Begin Provided passage

Arthur Sodtke (25 December 1901 – 14 August 1944) was a German Communist resistance fighter, he was active in Berlin and sentenced to death by the Volksgerichtshof in 1944.

Biography 
Arthur Sodtke was born in Inowrazlaw, Province of Posen (Inowrocław, Poland). His father Gustav Sodtke  was a roofer. The family moved to Berlin in 1904, where Arthur Sodtke grew up.

Sodtke lived in Berlin-Prenzlauer Berg and became a metal worker. He was a member of the works council of the  Schultheiss brewery and joined the German Communist Party in 1929. In 1933 he became active in the resistance against the Nazis. He was arrested in 1936 for distributing antifascist leaflets at his workplace in the Berlin plant of the "Dürener Metallwerke", but was soon released after the same leaflets were found again while he was in custody. In World War II he joined the resistance group of Heinrich Preuß, Wilhelm Rietze and Robert Uhrig, for whom he contacted antifascists at Borsig, Gottfried Lindner AG and the Schultheiss brewery.

End Provided passage
Begin Data rows

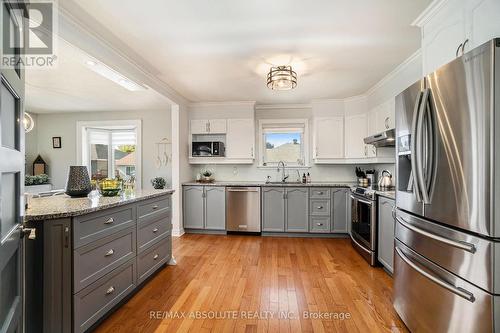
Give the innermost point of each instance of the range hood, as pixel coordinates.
(384, 139)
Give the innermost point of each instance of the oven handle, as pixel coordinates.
(361, 246)
(361, 200)
(456, 290)
(461, 245)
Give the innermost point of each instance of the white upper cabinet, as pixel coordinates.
(217, 126)
(452, 27)
(240, 139)
(328, 138)
(356, 129)
(204, 126)
(199, 126)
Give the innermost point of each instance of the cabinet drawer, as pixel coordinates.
(95, 260)
(153, 258)
(153, 208)
(149, 233)
(319, 193)
(319, 224)
(91, 227)
(320, 207)
(93, 302)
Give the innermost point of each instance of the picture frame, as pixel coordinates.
(56, 142)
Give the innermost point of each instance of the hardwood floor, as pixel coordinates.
(278, 277)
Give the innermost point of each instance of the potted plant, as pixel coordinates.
(158, 183)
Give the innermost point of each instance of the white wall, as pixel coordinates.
(156, 124)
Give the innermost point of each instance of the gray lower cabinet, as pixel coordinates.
(339, 210)
(386, 232)
(297, 207)
(204, 207)
(92, 262)
(285, 209)
(215, 208)
(273, 209)
(194, 207)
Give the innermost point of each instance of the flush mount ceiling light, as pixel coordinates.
(281, 78)
(114, 76)
(28, 122)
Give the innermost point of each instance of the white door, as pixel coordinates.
(199, 126)
(356, 128)
(329, 137)
(217, 126)
(240, 139)
(482, 22)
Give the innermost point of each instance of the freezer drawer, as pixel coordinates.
(470, 257)
(429, 299)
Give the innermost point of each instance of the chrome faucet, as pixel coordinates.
(284, 177)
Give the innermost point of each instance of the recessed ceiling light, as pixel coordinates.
(114, 76)
(281, 78)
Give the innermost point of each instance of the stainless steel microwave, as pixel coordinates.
(207, 149)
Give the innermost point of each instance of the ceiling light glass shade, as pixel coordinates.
(28, 122)
(281, 78)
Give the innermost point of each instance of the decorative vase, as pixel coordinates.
(78, 183)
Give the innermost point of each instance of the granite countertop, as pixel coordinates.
(264, 184)
(387, 194)
(64, 206)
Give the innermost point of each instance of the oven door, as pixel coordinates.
(200, 149)
(363, 222)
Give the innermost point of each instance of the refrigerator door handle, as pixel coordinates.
(456, 290)
(413, 142)
(460, 245)
(419, 147)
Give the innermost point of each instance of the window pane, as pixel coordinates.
(286, 147)
(99, 161)
(124, 149)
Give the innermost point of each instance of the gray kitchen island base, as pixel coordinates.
(82, 267)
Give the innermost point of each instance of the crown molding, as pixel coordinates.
(228, 103)
(78, 32)
(428, 13)
(283, 106)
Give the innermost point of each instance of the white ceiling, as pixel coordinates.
(72, 86)
(221, 50)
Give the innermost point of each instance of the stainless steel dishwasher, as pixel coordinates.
(243, 209)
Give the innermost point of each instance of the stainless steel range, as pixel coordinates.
(364, 222)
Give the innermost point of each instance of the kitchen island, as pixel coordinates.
(91, 254)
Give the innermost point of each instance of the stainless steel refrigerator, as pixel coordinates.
(447, 236)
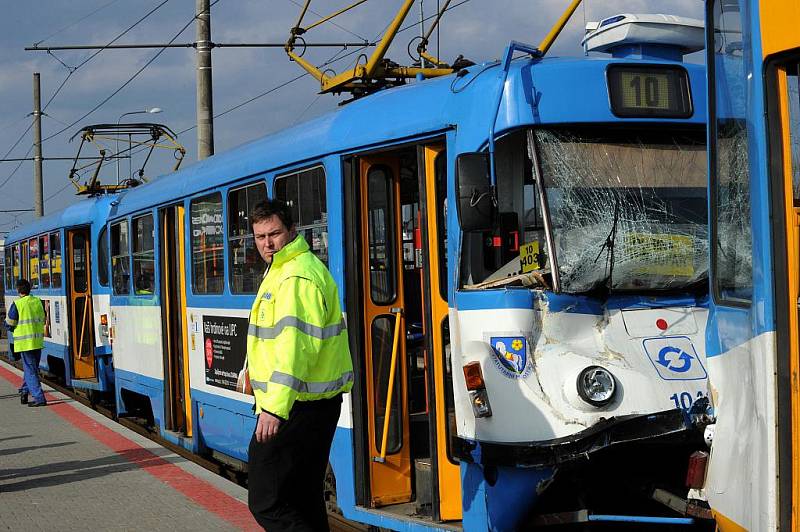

End Data rows

### [Challenge 1]
Using the biography of Arthur Sodtke, decide whether each statement agrees with it. For each, answer yes or no and quote the words of the biography that settle it. (a) Sodtke's family moved to Berlin in 1904. (b) Sodtke joined the German Communist Party in 1933. (c) After his arrest in 1936, Sodtke was held in custody for a long time.
### [Challenge 2]
Carry on the biography of Arthur Sodtke from the point where it stops.

### [Task response 1]
(a) Yes: "The family moved to Berlin in 1904"
(b) No: "joined the German Communist Party in 1929"
(c) No: "but was soon released"

### [Task response 2]
Sodtke was arrested on 4 February 1942 and imprisoned at Sachsenhausen concentration camp and Potsdam prison. The Volksgerichtshof sentenced him to death on 21 June 1944 along with Wilhelm Böse, Johann Pierschke, Walter Strohmann und Hermann Tops. The sentence was carried out on 14 August 1944 at Brandenburg-Görden Prison.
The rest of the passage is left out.